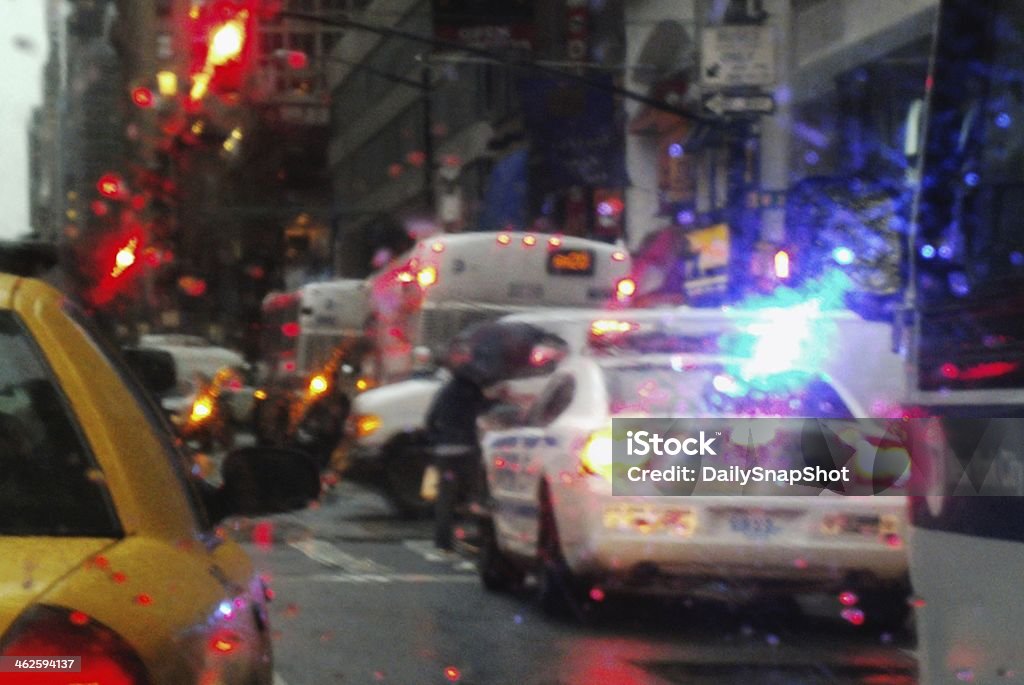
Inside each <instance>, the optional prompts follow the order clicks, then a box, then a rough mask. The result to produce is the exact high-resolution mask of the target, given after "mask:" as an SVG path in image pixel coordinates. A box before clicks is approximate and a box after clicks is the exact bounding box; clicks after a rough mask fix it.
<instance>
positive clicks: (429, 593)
mask: <svg viewBox="0 0 1024 685" xmlns="http://www.w3.org/2000/svg"><path fill="white" fill-rule="evenodd" d="M232 528H233V532H232V534H233V537H234V538H237V539H238V540H240V541H242V542H243V543H245V545H246V547H247V548H248V550H249V551H250V553H251V554H252V555H253V557H254V559H255V562H256V564H257V566H258V567H259V568H260V569H261V570H262V571H263V572H264V573H266V575H267V576H268V577H269V580H270V583H271V587H272V588H273V590H274V592H275V598H274V601H273V603H272V604H271V620H272V627H273V632H274V633H273V634H274V650H275V671H276V674H278V683H279V685H283V684H287V685H313V684H318V683H346V684H347V683H401V684H408V685H432V684H434V683H437V684H438V685H440V684H443V683H453V682H458V683H464V684H473V685H592V684H594V685H603V684H605V683H607V684H613V685H671V684H684V683H685V684H687V685H706V684H707V685H710V684H712V683H714V684H715V685H733V684H735V685H739V684H742V685H751V684H757V683H766V684H774V683H778V684H783V683H784V684H785V685H805V684H807V685H811V684H815V685H816V684H819V683H843V684H846V683H864V684H867V683H871V684H874V685H878V684H883V683H884V684H888V685H904V684H909V683H914V682H916V681H915V677H914V671H915V668H914V659H913V651H912V648H913V643H912V638H911V637H910V636H909V635H906V634H897V635H891V634H884V633H883V634H879V633H878V632H868V631H864V630H862V629H859V628H855V627H853V626H850V625H847V624H845V623H844V622H842V620H841V619H840V618H839V617H838V613H839V610H838V608H837V607H836V606H833V605H831V604H830V602H831V600H821V601H819V602H817V603H816V604H815V603H805V607H804V608H805V609H806V610H805V612H804V613H803V614H802V615H794V613H793V612H792V611H766V610H765V607H764V606H761V607H753V606H748V607H729V606H726V605H724V604H721V603H714V602H692V601H683V600H680V601H678V602H667V601H665V600H643V601H641V600H637V599H629V598H615V597H609V598H608V599H607V600H606V601H605V602H604V603H603V604H602V605H601V609H600V611H599V613H598V614H597V616H596V617H595V619H594V620H592V622H589V623H588V624H587V625H581V624H579V623H578V622H572V620H568V619H565V620H558V619H553V618H550V617H548V616H546V615H545V614H544V613H543V612H542V611H541V609H540V607H539V606H538V604H537V602H536V601H535V600H534V598H532V597H531V593H530V588H529V587H527V588H525V589H524V590H523V591H521V592H520V593H519V594H517V595H496V594H492V593H487V592H485V591H484V590H483V589H482V588H481V587H480V585H479V583H478V581H477V579H476V574H475V567H474V564H473V561H472V554H471V550H467V549H464V550H463V552H462V554H457V555H451V556H445V555H440V554H438V553H436V552H435V551H434V550H433V549H432V547H431V545H430V543H429V538H430V522H429V521H412V522H411V521H403V520H400V519H399V518H397V517H396V516H395V515H394V513H393V512H392V510H391V509H390V507H389V505H388V504H387V502H386V501H385V500H384V499H383V498H381V497H379V496H378V495H376V494H375V493H373V491H372V490H370V489H367V488H364V487H360V486H357V485H354V484H350V483H342V484H341V485H339V486H338V487H336V488H335V489H334V490H333V491H332V493H331V494H330V495H329V496H328V497H327V498H325V501H324V502H323V503H322V504H321V505H319V506H318V507H316V508H314V509H310V510H307V511H304V512H300V513H296V514H287V515H281V516H275V517H271V518H268V519H261V520H258V521H248V520H241V521H234V522H233V524H232Z"/></svg>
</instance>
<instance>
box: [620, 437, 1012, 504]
mask: <svg viewBox="0 0 1024 685" xmlns="http://www.w3.org/2000/svg"><path fill="white" fill-rule="evenodd" d="M1021 445H1024V420H1021V419H984V420H959V419H937V418H933V419H775V418H737V419H700V418H670V419H614V420H613V421H612V479H611V481H612V494H613V495H629V496H666V495H670V496H671V495H675V496H694V495H701V496H703V495H708V496H718V495H724V496H735V495H758V496H763V495H778V496H819V495H822V494H826V493H827V494H835V495H846V496H899V497H905V496H908V495H910V496H925V495H929V496H930V495H935V494H946V495H956V496H959V495H965V496H978V495H998V496H1007V495H1016V496H1021V495H1024V447H1022V446H1021Z"/></svg>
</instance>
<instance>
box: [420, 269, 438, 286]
mask: <svg viewBox="0 0 1024 685" xmlns="http://www.w3.org/2000/svg"><path fill="white" fill-rule="evenodd" d="M416 282H417V283H419V284H420V288H429V287H430V286H432V285H434V284H435V283H437V269H435V268H434V267H433V266H424V267H423V268H421V269H420V272H419V273H417V274H416Z"/></svg>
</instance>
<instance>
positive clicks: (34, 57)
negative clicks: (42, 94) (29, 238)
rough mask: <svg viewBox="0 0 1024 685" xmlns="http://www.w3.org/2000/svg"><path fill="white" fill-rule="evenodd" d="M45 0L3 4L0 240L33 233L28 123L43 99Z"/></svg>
mask: <svg viewBox="0 0 1024 685" xmlns="http://www.w3.org/2000/svg"><path fill="white" fill-rule="evenodd" d="M46 4H47V3H46V2H45V0H0V151H2V152H0V168H2V175H3V180H2V182H0V210H2V211H0V240H2V239H10V238H16V237H18V236H23V234H25V233H27V232H29V230H30V228H31V226H30V225H29V152H28V146H29V145H28V137H29V121H30V119H31V116H32V109H33V108H34V106H35V105H36V104H38V103H39V101H40V100H41V99H42V94H43V87H42V75H43V65H44V63H45V61H46V25H45V17H44V12H45V9H46Z"/></svg>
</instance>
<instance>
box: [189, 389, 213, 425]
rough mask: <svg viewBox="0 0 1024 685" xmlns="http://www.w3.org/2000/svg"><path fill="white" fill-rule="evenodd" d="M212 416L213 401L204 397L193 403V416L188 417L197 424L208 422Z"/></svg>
mask: <svg viewBox="0 0 1024 685" xmlns="http://www.w3.org/2000/svg"><path fill="white" fill-rule="evenodd" d="M211 414H213V400H212V399H211V398H210V397H208V396H206V395H204V396H202V397H200V398H199V399H197V400H196V401H195V402H193V409H191V414H189V415H188V420H189V421H193V422H196V423H198V422H200V421H206V420H207V419H208V418H209V417H210V415H211Z"/></svg>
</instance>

=-=-=-=-=

• [Work instruction]: The entries above, without their pictures, should be written out exactly.

• [Expected answer]:
Inside each <instance>, the optional prompts follow the order clicks, then a box, then a rough mask. The result to produce is the exact high-resolution mask of the target, given after "mask:" as an SVG path in image pixel coordinates. A box before clicks is approximate and a box after clicks is the exact bounding box; clicks after a rough mask fix it.
<instance>
positive clicks: (429, 593)
mask: <svg viewBox="0 0 1024 685" xmlns="http://www.w3.org/2000/svg"><path fill="white" fill-rule="evenodd" d="M232 528H233V532H232V534H233V537H234V538H237V539H238V540H240V541H242V542H243V543H245V545H246V547H247V548H248V550H249V551H250V553H251V554H252V555H253V557H254V559H255V562H256V564H257V566H258V567H259V568H260V569H261V570H262V571H263V572H264V573H266V575H267V576H268V577H269V580H270V583H271V587H272V588H273V590H274V592H275V598H274V601H273V603H272V604H271V620H272V627H273V632H274V633H273V634H274V650H275V671H276V674H278V683H279V685H283V684H287V685H313V684H318V683H346V684H347V683H401V684H408V685H432V684H434V683H437V684H438V685H440V684H443V683H453V682H458V683H464V684H473V685H592V684H594V685H603V684H605V683H607V684H613V685H671V684H684V683H685V684H687V685H706V684H707V685H710V684H712V683H714V684H715V685H733V684H735V685H739V684H742V685H751V684H757V683H766V684H774V683H778V684H783V683H784V684H785V685H805V684H807V685H811V684H815V685H816V684H819V683H843V684H846V683H864V684H867V683H871V684H874V685H878V684H883V683H884V684H888V685H904V684H909V683H914V682H916V681H915V677H914V671H915V668H914V659H913V651H912V648H913V643H912V638H911V637H910V636H909V635H906V634H897V635H891V634H884V633H883V634H879V633H878V632H868V631H864V630H862V629H859V628H855V627H853V626H850V625H847V624H845V623H844V622H842V620H841V619H840V618H839V617H838V613H839V610H838V608H837V607H836V606H833V605H831V604H830V602H831V600H821V601H819V602H817V603H816V604H815V603H805V607H804V608H805V609H806V610H805V612H804V613H803V614H802V615H794V613H793V612H792V611H766V610H765V607H764V606H761V607H753V606H748V607H729V606H726V605H724V604H721V603H714V602H692V601H683V600H680V601H678V602H667V601H665V600H643V601H641V600H637V599H629V598H615V597H609V598H608V599H607V600H606V601H605V602H604V603H603V604H602V605H601V609H600V611H599V613H598V614H597V616H596V617H595V619H594V620H592V622H589V623H588V624H587V625H581V624H579V623H578V622H572V620H568V619H565V620H558V619H553V618H550V617H548V616H546V615H545V614H544V613H543V612H542V611H541V609H540V607H539V606H538V604H537V602H536V601H535V600H534V598H532V597H531V593H530V588H529V587H527V588H525V589H524V590H523V591H521V592H520V593H519V594H517V595H496V594H492V593H487V592H485V591H484V590H483V589H482V588H481V587H480V585H479V583H478V581H477V579H476V574H475V567H474V564H473V561H472V554H471V550H467V549H464V550H463V552H462V554H457V555H451V556H445V555H440V554H438V553H436V552H435V551H434V550H433V549H432V547H431V545H430V543H429V538H430V522H429V521H412V522H411V521H403V520H400V519H399V518H397V517H396V516H395V515H394V513H393V512H392V510H391V509H390V507H389V505H388V504H387V502H386V501H385V500H384V499H383V498H381V497H379V496H378V495H376V494H375V493H373V491H372V490H370V489H367V488H364V487H360V486H357V485H354V484H350V483H342V484H341V485H339V486H338V487H336V488H335V489H334V490H333V491H332V493H331V494H330V495H329V496H328V497H327V498H325V501H324V502H323V503H322V504H321V505H319V506H318V507H316V508H314V509H310V510H307V511H304V512H300V513H296V514H287V515H281V516H275V517H271V518H268V519H261V520H258V521H248V520H241V521H234V522H233V524H232Z"/></svg>
</instance>
<instance>
box: [620, 437, 1012, 504]
mask: <svg viewBox="0 0 1024 685" xmlns="http://www.w3.org/2000/svg"><path fill="white" fill-rule="evenodd" d="M1021 445H1024V420H1021V419H984V420H959V419H937V418H933V419H775V418H737V419H700V418H670V419H614V420H613V421H612V479H611V481H612V494H613V495H629V496H666V495H670V496H671V495H675V496H694V495H701V496H703V495H708V496H718V495H724V496H735V495H758V496H763V495H778V496H819V495H822V494H826V493H827V494H835V495H846V496H899V497H905V496H908V495H910V496H925V495H929V496H930V495H935V494H946V495H956V496H959V495H965V496H978V495H998V496H1007V495H1016V496H1021V495H1024V447H1022V446H1021Z"/></svg>
</instance>
<instance>
box: [420, 269, 438, 286]
mask: <svg viewBox="0 0 1024 685" xmlns="http://www.w3.org/2000/svg"><path fill="white" fill-rule="evenodd" d="M416 282H417V283H419V284H420V288H429V287H430V286H432V285H434V284H435V283H437V269H435V268H434V267H433V266H424V267H423V268H421V269H420V272H419V273H417V274H416Z"/></svg>
</instance>
<instance>
positive clicks: (34, 57)
negative clicks: (42, 94) (29, 238)
rough mask: <svg viewBox="0 0 1024 685" xmlns="http://www.w3.org/2000/svg"><path fill="white" fill-rule="evenodd" d="M45 0L3 4L0 240L33 233L28 123L43 99Z"/></svg>
mask: <svg viewBox="0 0 1024 685" xmlns="http://www.w3.org/2000/svg"><path fill="white" fill-rule="evenodd" d="M46 4H47V3H46V2H45V0H0V151H2V152H0V168H2V175H3V180H2V182H0V210H2V211H0V240H2V239H10V238H16V237H18V236H23V234H25V233H27V232H29V230H30V228H31V226H30V225H29V152H28V146H29V145H28V137H29V121H30V119H31V116H32V109H33V108H34V106H35V105H36V104H38V103H39V101H40V100H41V99H42V94H43V87H42V75H43V65H44V63H45V61H46V25H45V17H44V12H45V9H46Z"/></svg>
</instance>
<instance>
box: [189, 389, 213, 425]
rough mask: <svg viewBox="0 0 1024 685" xmlns="http://www.w3.org/2000/svg"><path fill="white" fill-rule="evenodd" d="M212 416L213 401L204 397L193 403V416L188 417L197 424L208 422Z"/></svg>
mask: <svg viewBox="0 0 1024 685" xmlns="http://www.w3.org/2000/svg"><path fill="white" fill-rule="evenodd" d="M211 414H213V400H212V399H211V398H210V397H208V396H206V395H204V396H202V397H200V398H199V399H197V400H196V401H195V402H193V409H191V414H189V415H188V420H189V421H193V422H196V423H198V422H200V421H206V420H207V419H208V418H209V417H210V415H211Z"/></svg>
</instance>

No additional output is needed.